## [RECORD EXCERPTS]
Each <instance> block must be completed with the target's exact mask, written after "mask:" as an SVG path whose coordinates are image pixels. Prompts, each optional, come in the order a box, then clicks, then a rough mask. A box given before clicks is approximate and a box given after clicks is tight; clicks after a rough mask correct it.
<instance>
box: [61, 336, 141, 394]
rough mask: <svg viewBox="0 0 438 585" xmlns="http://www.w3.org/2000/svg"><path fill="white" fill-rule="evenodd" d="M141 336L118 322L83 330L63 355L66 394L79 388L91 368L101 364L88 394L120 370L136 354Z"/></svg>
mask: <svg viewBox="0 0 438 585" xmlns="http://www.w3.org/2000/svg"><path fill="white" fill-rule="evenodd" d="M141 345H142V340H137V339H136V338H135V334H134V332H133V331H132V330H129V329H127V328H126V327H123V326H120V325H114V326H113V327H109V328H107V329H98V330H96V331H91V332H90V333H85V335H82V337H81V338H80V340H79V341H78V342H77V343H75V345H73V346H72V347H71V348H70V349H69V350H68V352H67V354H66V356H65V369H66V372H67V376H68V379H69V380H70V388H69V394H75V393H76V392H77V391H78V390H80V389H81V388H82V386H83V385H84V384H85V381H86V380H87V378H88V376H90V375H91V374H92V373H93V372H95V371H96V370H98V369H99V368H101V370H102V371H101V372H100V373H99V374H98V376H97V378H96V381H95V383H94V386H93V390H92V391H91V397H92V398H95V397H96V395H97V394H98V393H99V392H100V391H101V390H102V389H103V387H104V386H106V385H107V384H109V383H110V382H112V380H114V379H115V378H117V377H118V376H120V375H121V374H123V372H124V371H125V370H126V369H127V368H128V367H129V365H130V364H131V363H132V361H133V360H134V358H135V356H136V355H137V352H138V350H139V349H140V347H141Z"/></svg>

## [ACTION ITEM]
Echo the listing word for word, starting at its first line and ending at the line that contains "rough mask: <svg", with both of those lines included.

## [EXERCISE RESULT]
Each <instance> block must be completed with the target's exact mask, written after "mask:" as an SVG path whose coordinates are image pixels. Prompts, each optional, come in the order a box, then clicks, then a rough mask. A box given before clicks is approximate and a box given after clicks is tight; clicks after a rough mask correct it.
<instance>
box: [61, 336, 141, 394]
rough mask: <svg viewBox="0 0 438 585" xmlns="http://www.w3.org/2000/svg"><path fill="white" fill-rule="evenodd" d="M141 336L118 322L83 330L63 355L66 394L79 388L91 368L101 364L88 394L120 370L136 354Z"/></svg>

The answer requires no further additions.